(Data extracts)

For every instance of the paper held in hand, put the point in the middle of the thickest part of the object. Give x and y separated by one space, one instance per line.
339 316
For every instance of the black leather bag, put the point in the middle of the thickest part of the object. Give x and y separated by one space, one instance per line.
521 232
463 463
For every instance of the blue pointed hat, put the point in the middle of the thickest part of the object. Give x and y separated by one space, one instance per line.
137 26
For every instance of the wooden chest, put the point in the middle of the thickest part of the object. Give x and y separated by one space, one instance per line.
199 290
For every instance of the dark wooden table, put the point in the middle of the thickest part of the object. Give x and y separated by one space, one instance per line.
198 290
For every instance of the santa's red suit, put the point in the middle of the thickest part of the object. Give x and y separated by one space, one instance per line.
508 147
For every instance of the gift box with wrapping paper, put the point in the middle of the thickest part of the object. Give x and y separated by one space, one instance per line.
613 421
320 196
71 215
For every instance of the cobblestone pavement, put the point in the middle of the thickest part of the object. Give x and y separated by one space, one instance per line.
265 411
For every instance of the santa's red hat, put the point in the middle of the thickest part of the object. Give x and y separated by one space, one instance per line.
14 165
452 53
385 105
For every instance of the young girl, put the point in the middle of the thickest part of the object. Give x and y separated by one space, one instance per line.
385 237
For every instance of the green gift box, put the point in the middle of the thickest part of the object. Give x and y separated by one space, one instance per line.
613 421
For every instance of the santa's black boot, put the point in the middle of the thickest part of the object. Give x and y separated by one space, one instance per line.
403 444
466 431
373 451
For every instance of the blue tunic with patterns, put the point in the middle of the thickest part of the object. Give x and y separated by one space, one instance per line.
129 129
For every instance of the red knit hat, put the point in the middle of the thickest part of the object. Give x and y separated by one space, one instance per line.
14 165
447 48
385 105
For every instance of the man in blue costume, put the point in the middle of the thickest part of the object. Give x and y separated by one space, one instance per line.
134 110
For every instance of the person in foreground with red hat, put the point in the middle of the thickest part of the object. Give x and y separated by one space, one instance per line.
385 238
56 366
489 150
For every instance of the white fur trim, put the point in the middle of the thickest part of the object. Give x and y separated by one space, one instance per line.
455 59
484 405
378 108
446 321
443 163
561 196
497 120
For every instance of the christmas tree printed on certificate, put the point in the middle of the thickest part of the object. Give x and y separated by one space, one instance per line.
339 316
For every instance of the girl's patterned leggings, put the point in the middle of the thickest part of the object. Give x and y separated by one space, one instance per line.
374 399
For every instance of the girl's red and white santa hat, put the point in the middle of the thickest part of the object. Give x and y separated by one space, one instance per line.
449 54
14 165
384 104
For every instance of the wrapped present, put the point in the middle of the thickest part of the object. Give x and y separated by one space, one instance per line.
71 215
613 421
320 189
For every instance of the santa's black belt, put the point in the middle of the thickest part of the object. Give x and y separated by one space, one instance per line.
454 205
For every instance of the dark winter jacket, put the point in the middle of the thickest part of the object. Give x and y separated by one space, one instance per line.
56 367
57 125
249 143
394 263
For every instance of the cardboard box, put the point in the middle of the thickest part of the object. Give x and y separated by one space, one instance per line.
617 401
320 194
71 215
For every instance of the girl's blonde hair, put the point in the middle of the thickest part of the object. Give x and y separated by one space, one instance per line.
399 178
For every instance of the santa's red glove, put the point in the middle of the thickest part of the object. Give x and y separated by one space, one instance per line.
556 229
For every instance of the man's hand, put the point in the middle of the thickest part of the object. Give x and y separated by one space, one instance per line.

(End Data extracts)

▶ **Instructions to follow**: So that nothing differs from the original, transcribe all of the records above.

▶ **Solution below**:
For every instance of the paper held in hand, put the point in the middle of the thickest part of the object. Give x and y separated by one space, one instance per line.
339 316
For every instance of the black leather bag, put the point in the middle of the thickest part of the object. Give x and y separated by one space, one instance per line.
521 232
463 463
For every instance of the blue pointed hat, put the point in the middle of the thickest part of the object. Give x and y separated by one space, one instance per line.
137 26
For every instance of the wooden chest, put the point in the middle of the thickest part of the object. Give x and y separated by one space, one instance per line.
199 290
For every instance of the dark wooden table, put the point in the middle of the thickest part of the object. Give x and y separated by one space, one instance per line.
198 290
For every instance of the santa's red suit, put the point in the middle of the thickest part of the object. Give x and y separated by one space, one instance per line.
508 147
For every instance of the gift box with wrapping paper, put the point in the middle of the thickest part of the object. Give x and y separated by one space, one instance per line.
613 421
320 196
71 215
For every instance of the cobblestone pavement, put the point in the middle of the thickest part of the object. Give x and y separated by one space, one instance per line.
265 411
For every instance of the santa's red hat, put the point in the middle of the thickest part of the object. Give x and y separated by one space, one instance per line.
14 165
452 53
385 105
For every instance of the young girl, put the point in the middle of the thickest part of the object. Give x and y separated by one space, one instance per line.
385 237
For every instance of the green gift box, put the point in the middle of the thickest part of the object. Give x and y separated by one space, one instance per line.
613 421
For every instance of the santa's black boot, put the point in the middle of the thickest part of the object. Give x and y separated by one space, one instance per line.
403 444
466 431
373 451
For every instance of the blue tunic with patterns, put the point in the middle of the thickest part of the object. Give x and y separated by one space, one instance per line.
129 129
For every instance of the red knit hat, put the point in the middle of the thickest part of the object. Give x and y separated by one space, one instance per line.
14 165
447 48
385 105
For every instance of the man in blue costume, put the point in the middle of the thickest part of the object. Give x and y separated by one space, one instance per line.
134 110
For every instance of the person in foreground with red hat, put the point in the middle of the thickest part of the object. Give x and y separated by one space, one instance per line.
385 238
56 366
489 150
For every instance of the white fur trim, put the point in the middle of the thickest part of the object. Give x and y separated by one space, one instance per line.
455 59
484 405
378 108
446 321
443 163
561 196
497 120
For every instance of the christmas tree printed on certificate, put the point in the middle of the thickest part of the object. Give x and y separated by one space, one instance per line.
339 316
For every instance of the girl's patterned leggings, put the point in the middle of the thickest part of the object. Give x and y separated by one space, one instance per line.
374 399
For every instance of the girl's red and white santa hat, put the point in the middle of the thickest part of the object. Give x and y separated by one space, one instance per line.
449 54
14 165
384 104
For every instance of the wrapped present, put the point in the middle of the thickest part of the object. Give x and y separated by one space, one instance per line.
71 215
613 421
320 189
For every instance of the santa's black belt, put the point in the middle of the thickest part of the object. Give x and y separated by one space, one instance per line.
454 205
For every instance of the dark winter jacket, put the point in the middle of the thickest part of the object. Give x and y separated by one space, one instance per line.
56 367
57 125
249 143
394 263
For every instance of the cardboard box, put the point in the middle of the thickest part of the object. Give x and y separated by one space, one instance per line.
617 401
320 194
71 215
For every instance of the girl's blonde hair, put the point in the middle of the thickest part of the object. Give x and y separated by one space, one instance per line.
399 178
For every instance of the santa's red glove, put the point in the middle of the thickest part of the object. Give x and y separated by one space, one instance per line.
556 229
For every instance of the man's hand, put the point in the middle of the thickest part of the object. Give x and y separated by one space, one instance per line.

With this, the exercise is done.